(WRITTEN PROBLEM): Rescale the data from the line containing "of the rocky" through the end of the data, both included. Reproduce every line, leaving the wording lines unchanged, and multiply each coordinate in the answers by 1.85, rounding to the nearest whole number with halves rounded up.

(EXCERPTED DATA):
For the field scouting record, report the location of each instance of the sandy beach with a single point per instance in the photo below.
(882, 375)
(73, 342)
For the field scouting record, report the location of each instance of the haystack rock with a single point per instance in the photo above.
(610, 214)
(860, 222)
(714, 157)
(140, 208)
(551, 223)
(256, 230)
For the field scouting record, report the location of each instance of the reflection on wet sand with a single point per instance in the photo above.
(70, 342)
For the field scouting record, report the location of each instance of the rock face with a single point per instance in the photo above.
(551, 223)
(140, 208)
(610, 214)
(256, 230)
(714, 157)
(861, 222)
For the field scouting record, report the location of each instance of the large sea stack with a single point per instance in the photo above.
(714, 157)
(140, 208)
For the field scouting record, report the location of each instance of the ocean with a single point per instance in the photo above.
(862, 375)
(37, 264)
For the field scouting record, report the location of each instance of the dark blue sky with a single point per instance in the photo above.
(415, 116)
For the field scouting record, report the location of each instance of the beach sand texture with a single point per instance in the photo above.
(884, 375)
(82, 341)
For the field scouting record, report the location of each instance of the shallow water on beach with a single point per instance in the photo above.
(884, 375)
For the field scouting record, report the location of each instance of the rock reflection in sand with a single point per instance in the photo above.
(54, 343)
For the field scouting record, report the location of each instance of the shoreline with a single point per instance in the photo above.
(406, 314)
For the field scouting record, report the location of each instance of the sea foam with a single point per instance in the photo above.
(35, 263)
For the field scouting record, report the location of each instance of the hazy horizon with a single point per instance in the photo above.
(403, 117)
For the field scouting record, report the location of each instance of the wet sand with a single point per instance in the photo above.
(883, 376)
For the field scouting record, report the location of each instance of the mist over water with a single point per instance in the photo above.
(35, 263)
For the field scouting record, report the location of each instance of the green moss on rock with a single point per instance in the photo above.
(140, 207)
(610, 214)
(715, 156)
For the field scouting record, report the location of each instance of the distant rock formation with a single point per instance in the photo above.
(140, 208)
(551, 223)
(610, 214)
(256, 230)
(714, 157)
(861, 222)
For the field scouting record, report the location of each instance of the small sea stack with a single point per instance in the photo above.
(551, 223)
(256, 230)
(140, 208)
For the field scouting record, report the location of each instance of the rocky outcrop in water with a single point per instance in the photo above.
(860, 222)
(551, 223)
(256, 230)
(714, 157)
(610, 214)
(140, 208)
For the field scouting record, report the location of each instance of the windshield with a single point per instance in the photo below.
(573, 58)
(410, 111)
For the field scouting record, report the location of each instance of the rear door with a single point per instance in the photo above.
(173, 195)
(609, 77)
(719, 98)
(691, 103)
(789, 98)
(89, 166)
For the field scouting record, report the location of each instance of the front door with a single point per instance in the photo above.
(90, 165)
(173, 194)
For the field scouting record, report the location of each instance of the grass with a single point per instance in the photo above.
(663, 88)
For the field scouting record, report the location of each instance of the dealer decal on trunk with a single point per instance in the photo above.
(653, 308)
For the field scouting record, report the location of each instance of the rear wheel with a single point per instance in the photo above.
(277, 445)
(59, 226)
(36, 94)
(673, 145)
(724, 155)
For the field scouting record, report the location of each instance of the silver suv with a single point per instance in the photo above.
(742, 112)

(ANSWER TO THE PROBLEM):
For the field scouting record, report the location of each instance of the rocky outcrop in water with a single point per instance in the photo above.
(1591, 411)
(1019, 413)
(474, 426)
(1321, 290)
(1129, 396)
(259, 385)
For the field scouting record, report the location of each instance of the windshield with a single point per instance in the photo below.
(1060, 107)
(759, 205)
For the field scouting record, report the location of each instance of the rear door with a single point per instance in the photo above.
(320, 361)
(1127, 142)
(1330, 181)
(1278, 191)
(1460, 181)
(165, 307)
For the field scouting record, report the location of each instance of the front door with a single point per instance in the photo above.
(167, 305)
(320, 359)
For the field scouting record, report the location of each instance of the grass with a single point per instance in the photo above.
(1227, 163)
For the field scouting record, report the location of each instance of the dealer decal on trunk with a single point per instance in the photo above.
(1208, 570)
For the field scouting record, report the location of each instance of the rear wheel with a single point per instance in the photo above.
(512, 823)
(109, 418)
(67, 174)
(1245, 268)
(1339, 287)
For the field scouting record, report the location of each instance of the silver suv with a single point per instance in the photo above.
(1373, 207)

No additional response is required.